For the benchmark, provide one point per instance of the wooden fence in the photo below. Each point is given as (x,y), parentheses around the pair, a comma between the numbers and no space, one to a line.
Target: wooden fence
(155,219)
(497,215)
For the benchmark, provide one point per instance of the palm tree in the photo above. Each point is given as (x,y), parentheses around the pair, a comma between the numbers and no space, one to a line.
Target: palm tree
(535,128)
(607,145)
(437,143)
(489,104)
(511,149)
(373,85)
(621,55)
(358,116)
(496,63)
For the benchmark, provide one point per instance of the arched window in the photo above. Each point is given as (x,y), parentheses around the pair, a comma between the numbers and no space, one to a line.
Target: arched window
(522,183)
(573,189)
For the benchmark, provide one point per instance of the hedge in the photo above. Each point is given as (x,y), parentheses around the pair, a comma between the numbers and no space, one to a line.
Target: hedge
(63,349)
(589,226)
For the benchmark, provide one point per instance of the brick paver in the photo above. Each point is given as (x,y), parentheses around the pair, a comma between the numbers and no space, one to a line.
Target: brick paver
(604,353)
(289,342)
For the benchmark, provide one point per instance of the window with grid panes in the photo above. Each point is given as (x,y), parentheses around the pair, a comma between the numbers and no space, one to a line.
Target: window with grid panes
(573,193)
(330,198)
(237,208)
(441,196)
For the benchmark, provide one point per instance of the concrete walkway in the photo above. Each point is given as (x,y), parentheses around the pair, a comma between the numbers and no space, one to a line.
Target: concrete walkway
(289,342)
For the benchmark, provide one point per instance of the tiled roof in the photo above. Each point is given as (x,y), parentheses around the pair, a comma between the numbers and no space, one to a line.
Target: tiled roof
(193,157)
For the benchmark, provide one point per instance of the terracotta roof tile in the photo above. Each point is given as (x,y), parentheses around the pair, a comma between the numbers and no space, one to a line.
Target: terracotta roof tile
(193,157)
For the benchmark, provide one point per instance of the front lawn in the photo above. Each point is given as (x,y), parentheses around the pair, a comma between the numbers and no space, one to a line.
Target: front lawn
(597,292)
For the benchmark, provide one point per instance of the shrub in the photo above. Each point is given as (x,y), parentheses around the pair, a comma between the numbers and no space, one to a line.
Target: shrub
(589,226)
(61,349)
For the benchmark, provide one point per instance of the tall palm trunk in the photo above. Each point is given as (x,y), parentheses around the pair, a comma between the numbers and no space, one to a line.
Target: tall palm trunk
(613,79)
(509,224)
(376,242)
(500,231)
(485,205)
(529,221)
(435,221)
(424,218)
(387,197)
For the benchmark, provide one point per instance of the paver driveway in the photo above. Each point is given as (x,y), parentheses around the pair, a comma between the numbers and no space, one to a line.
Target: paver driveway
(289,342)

....

**Direction**
Please scale the material from the line that has "For the benchmark, provide one point per instance of the tall" through its last line, both included. Reproduce those lines alone, requests included, with every point coordinate in the answers multiplied by 0.95 and rounded to a whole number, halves rounding up.

**Task answer**
For the benchmark, provide one point per instance of the tall palm trunk in the photo above. Each point is given as (x,y), parentheses around the pair, a comma between the numbers and no space, one to a line.
Target: tall palm trunk
(582,75)
(484,213)
(357,230)
(475,219)
(461,195)
(503,210)
(413,210)
(403,207)
(368,187)
For the benchmark, provide one point per instance of the paver driveway in the photo above. Each point is given as (x,y), parentheses around the pair, a comma between the numbers and no space, one to a line.
Target: paver driveway
(275,325)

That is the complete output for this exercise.